* Задания:
A – Ответьте на вопросы по тексту о песнях и героическом воспитании:
(i) На что, согласно тексту, раздвоилась душа народа в шестидесятые годы?
(ii) Кто, по словам текста, был нужен для поддержания порядка вместо героев?
(iii) Против кого, как сказано в тексте, повернулась программа?
B – Продолжите текст о песнях и героическом воспитании, начав сразу после его последнего предложения.

* Текст для чтения:
Я так много говорю о песнях, потому что согласна, "песня – душа народа". И та тухлятина, которую поют сейчас, тоже выражает душу народа, замерзевшую и опошлившуюся до вселенского позора. А тогда, в шестидесятые, душа народа раздвоилась на официоз и самодеятельность (с тонкой прослойкой песен "про любовь и дружбу", разрешённых официально, и при этом хороших, без идеологии) – процесс шёл до девяностых годов.

Окружённая врагами страна делала вид, что сражалась за всё – за хлеб, за сталь, за ракеты, – но добытую с такими боями вещественность распределяла по бойцам довольно равномерно. И героизма особого не было – все нормально работали. Если бы покорителям целины платили побольше, в чём бы был их героизм? Нормальная, в сущности, идея – освоение новых земель. Действительность до поры являла спокойный, планомерный лик – спрашивается, для чего нас воспитывали в героическом духе, для чего грузили патриотизмом, омывали песнями и фильмами про героев?

Потому что получилось что-то не совсем запланированное – многие воспитанные в героическом духе реально стали затем борцами, только не "за", а "против". Программа повернулась против программистов!

Уныло и упрямо советские идеологи 60–80-х вызывали к жизни героический дух воинственности, который им был абсолютно не нужен. Для поддержания порядка нужны были не герои, а циники и конформисты. Но в этом кремлёвские деды опять-таки не могли признаться! Не могли сказать – ребята, вы как-нибудь там потихоньку работайте, не шумите, мы тоже как-нибудь порулим, и эта чёртова колымага ещё поскрипит. Нет, они с патологической основательностью плодили ненужных героев, которые опять прятали подпольные типографии и мечтали о насильственном и скором преобразовании Родины, у которой так много лесов, полей и рек.

* Выдержки из данных:
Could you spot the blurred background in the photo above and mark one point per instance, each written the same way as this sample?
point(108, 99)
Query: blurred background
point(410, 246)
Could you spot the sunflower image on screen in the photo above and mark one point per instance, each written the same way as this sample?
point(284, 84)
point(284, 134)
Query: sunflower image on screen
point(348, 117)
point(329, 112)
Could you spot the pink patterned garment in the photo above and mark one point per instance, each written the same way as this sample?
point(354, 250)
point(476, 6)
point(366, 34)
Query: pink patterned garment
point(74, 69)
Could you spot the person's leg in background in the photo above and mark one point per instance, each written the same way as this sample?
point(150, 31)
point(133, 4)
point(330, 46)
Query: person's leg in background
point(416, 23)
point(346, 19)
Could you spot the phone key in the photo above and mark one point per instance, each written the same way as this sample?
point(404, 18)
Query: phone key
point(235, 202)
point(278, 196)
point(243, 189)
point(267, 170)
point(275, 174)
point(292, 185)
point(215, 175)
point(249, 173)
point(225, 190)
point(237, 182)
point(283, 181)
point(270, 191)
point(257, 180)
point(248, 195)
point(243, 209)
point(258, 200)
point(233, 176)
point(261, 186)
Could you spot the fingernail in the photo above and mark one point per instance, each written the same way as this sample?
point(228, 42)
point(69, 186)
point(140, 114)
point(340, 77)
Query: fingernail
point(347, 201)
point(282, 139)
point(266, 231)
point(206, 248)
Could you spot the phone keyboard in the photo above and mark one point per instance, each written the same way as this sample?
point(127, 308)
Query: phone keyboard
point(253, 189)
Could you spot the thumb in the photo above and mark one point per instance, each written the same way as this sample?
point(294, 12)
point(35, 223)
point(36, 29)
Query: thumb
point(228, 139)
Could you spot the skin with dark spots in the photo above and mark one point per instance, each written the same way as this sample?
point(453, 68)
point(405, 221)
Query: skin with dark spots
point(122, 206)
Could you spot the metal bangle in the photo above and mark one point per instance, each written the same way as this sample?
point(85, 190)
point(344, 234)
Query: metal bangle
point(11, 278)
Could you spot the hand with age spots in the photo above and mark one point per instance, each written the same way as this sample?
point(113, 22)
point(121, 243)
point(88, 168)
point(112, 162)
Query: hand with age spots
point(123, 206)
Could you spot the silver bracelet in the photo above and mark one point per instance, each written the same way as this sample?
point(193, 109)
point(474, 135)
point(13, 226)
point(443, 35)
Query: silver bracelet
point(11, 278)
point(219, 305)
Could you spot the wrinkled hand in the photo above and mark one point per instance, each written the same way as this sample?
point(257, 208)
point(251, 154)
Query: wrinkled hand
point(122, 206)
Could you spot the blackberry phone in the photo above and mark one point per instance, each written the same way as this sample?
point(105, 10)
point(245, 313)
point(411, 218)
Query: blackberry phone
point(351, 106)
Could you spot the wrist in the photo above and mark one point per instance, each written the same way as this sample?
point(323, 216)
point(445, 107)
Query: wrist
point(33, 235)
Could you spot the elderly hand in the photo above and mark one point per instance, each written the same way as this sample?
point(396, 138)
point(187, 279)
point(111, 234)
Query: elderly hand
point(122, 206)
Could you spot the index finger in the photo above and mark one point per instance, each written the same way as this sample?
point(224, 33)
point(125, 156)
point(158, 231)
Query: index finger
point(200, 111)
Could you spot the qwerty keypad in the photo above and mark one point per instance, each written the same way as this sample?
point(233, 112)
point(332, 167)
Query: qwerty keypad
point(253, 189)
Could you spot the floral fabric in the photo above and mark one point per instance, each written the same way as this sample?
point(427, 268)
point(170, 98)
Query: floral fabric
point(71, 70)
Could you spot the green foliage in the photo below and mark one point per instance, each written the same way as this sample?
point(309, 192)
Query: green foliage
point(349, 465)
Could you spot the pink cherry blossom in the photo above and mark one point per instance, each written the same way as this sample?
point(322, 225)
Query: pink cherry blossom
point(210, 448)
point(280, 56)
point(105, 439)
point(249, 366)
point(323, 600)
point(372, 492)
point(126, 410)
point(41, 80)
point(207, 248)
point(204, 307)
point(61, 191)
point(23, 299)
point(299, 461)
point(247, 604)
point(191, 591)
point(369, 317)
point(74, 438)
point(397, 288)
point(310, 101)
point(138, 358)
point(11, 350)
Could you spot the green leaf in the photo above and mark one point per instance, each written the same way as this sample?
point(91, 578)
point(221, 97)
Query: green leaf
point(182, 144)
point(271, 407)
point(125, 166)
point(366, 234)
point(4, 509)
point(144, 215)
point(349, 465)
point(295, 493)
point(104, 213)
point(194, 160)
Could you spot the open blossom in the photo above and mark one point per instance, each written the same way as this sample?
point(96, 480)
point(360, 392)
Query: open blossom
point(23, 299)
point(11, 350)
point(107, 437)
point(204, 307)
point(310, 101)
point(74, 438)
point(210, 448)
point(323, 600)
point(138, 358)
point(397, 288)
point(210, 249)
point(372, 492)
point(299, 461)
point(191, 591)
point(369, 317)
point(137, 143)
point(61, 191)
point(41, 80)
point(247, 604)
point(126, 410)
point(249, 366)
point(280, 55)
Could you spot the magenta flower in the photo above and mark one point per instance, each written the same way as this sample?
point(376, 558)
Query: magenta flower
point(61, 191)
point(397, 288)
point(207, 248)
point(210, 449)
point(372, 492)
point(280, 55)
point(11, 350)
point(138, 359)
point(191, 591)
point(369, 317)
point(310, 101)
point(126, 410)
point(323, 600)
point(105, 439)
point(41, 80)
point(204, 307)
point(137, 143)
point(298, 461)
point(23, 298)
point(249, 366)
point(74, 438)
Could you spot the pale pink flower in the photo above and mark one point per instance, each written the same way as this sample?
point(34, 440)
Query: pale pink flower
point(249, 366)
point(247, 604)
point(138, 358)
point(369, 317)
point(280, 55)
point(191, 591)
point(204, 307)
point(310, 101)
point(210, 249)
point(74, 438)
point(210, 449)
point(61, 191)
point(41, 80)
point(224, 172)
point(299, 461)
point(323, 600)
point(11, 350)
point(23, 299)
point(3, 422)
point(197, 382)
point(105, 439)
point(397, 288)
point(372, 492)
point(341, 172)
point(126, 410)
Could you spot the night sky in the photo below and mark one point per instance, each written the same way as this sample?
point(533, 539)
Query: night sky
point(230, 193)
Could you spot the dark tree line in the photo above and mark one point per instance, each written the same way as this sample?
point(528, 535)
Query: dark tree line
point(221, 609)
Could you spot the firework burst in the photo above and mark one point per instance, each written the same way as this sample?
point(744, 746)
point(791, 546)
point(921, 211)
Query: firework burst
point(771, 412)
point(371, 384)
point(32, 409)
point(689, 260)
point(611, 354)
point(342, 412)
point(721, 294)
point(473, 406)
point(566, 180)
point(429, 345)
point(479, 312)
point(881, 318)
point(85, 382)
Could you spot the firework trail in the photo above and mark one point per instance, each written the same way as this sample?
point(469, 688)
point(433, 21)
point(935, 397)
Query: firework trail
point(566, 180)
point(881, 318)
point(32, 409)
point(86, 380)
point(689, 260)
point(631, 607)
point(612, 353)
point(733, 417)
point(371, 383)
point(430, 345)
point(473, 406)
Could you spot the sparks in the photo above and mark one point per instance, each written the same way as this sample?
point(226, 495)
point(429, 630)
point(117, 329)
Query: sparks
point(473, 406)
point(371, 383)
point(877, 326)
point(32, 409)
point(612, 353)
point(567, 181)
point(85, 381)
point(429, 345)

* Ответы по заданиям:
A –
(i) На официоз и самодеятельность.
(ii) Циники и конформисты.
(iii) Против программистов.

B –
Фырканье Бродского в пересказе Довлатова – "Советский, антисоветский, какая разница?" – точнейшим образом характеризует эту парадоксальную ситуацию. Антисоветское выросло из советской программы воспитания борца за будущее.

Представьте себе, что вы растёте под заклинания о том, что человек обязан бороться с несправедливостью за счастье людей, изменять жизнь к лучшему, отвечать не только за себя, но за весь мир, никогда не быть равнодушным, готовиться к подвигу и совершать его. Родина ждёт! Эта героическая литургия идёт каждый день. Да, вроде бы враг назван в ней, но вы никогда этого далёкого врага-буржуина не видели. Вы видите ту жизнь, что перед вами.

И именно она – поле для применения вашего героизма. Вы без труда различаете именно в ней несправедливость, именно её надо переделывать к лучшему. Поэтому те, кто воспринял героическую программу, действовали логично и последовательно.

Такова уж судьба насильственных, революционных преобразований: свершив их, дух воинственности не может угомониться и плодоносит до последнего, до полного уничтожения своими воспитанниками – себя же самого.

Кроме того, советская идеология была не слишком удачной, но в чём-то довольно точной пародией на христианство.

Бог-отец – Карл Маркс (с добавкой Фридриха Энгельса), двуликий бог, эдакий "элохим".

Христос, сын Божий – Ленин, затем "Ленин сегодня – Сталин", затем опять Ленин, но умерший и при этом вечно живой.

Богоматерь – Россия.

Дух святой – марксизм-ленинизм.

Апостолы – большевики.

Христианская церковь – Коммунистическая партия.

Патриарх (Папа Римский) – Генеральный секретарь Коммунистической партии.

Царство Небесное – Светлое будущее.

Язычники – немарксисты.

Народы – народы.

Вера – вера.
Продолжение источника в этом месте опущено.